**GOAL A:** In the forum thread on head and fog lights, what website does one reply recommend for buying bulbs?

**DOCUMENT EXCERPT:**

· · · · · · ·

# head / fog light help



## takethegoat (Jul 12, 2009)

i want to get set up with some blue low beam and fog lights, i want them to match but i dont wana go HID. was just curious to what i should do and what i need to get? i know i heed H11 and 9040 but i cant seem to find 9040. anyone know of a place i can order low beam and fog bulbs from? and im lookin for just the basic white/blue look to clean up the nasty stock color.


----------



## jpalamar (Jul 22, 2008)

huh?


----------



## Rukee (Feb 8, 2007)

I've bought from these guys before, some bulbs are packed 2 per package so carefull not to over order like I have. 
HighPerformanceBulbs.com


----------



## GTO2K6 (Nov 1, 2009)

takethegoat said:


> i want to get set up with some blue low beam and fog lights, i want them to match but i dont wana go HID. was just curious to what i should do and what i need to get? i know i heed H11 and 9040 but i cant seem to find 9040. anyone know of a place i can order low beam and fog bulbs from? and im lookin for just the basic white/blue look to clean up the nasty stock color.



H9 = HIGH BEAM
H11=LOW BEAM
9005= FOG (MAKE SURE NOT TO USE OVER 65W)


----------



## MJGTOWISH (Jun 15, 2006)

GTO2K6 said:


> H9 = HIGH BEAM
> H11=LOW BEAM
> 9005(H10)= FOG (MAKE SURE NOT TO USE OVER 65W)


*Over 55watts but 45watts is more ideal*


----------

· · · · · · ·

**RECORDS FOR THE EXERCISE:**
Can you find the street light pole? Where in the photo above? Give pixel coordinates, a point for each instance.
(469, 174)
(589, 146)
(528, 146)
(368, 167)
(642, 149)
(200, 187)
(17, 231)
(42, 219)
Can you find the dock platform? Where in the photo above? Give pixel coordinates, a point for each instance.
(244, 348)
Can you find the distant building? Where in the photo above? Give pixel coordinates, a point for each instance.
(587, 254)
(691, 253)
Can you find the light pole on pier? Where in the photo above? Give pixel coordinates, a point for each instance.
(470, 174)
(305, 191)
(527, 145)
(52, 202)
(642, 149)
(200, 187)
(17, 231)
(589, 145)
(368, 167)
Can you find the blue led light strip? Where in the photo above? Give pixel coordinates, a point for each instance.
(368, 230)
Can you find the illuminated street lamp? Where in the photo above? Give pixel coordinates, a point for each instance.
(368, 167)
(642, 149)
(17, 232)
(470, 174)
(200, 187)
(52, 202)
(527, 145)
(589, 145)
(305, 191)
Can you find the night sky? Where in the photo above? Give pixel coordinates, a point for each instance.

· · · · · · ·

**GOAL B:** Reproduce word for word the part of the records from the line containing "Can you find the blue" down to the end of the records.

**CORRECT OUTPUT A:** HighPerformanceBulbs.com

**CORRECT OUTPUT B:**
Can you find the blue led light strip? Where in the photo above? Give pixel coordinates, a point for each instance.
(368, 230)
Can you find the illuminated street lamp? Where in the photo above? Give pixel coordinates, a point for each instance.
(368, 167)
(642, 149)
(17, 232)
(470, 174)
(200, 187)
(52, 202)
(527, 145)
(589, 145)
(305, 191)
Can you find the night sky? Where in the photo above? Give pixel coordinates, a point for each instance.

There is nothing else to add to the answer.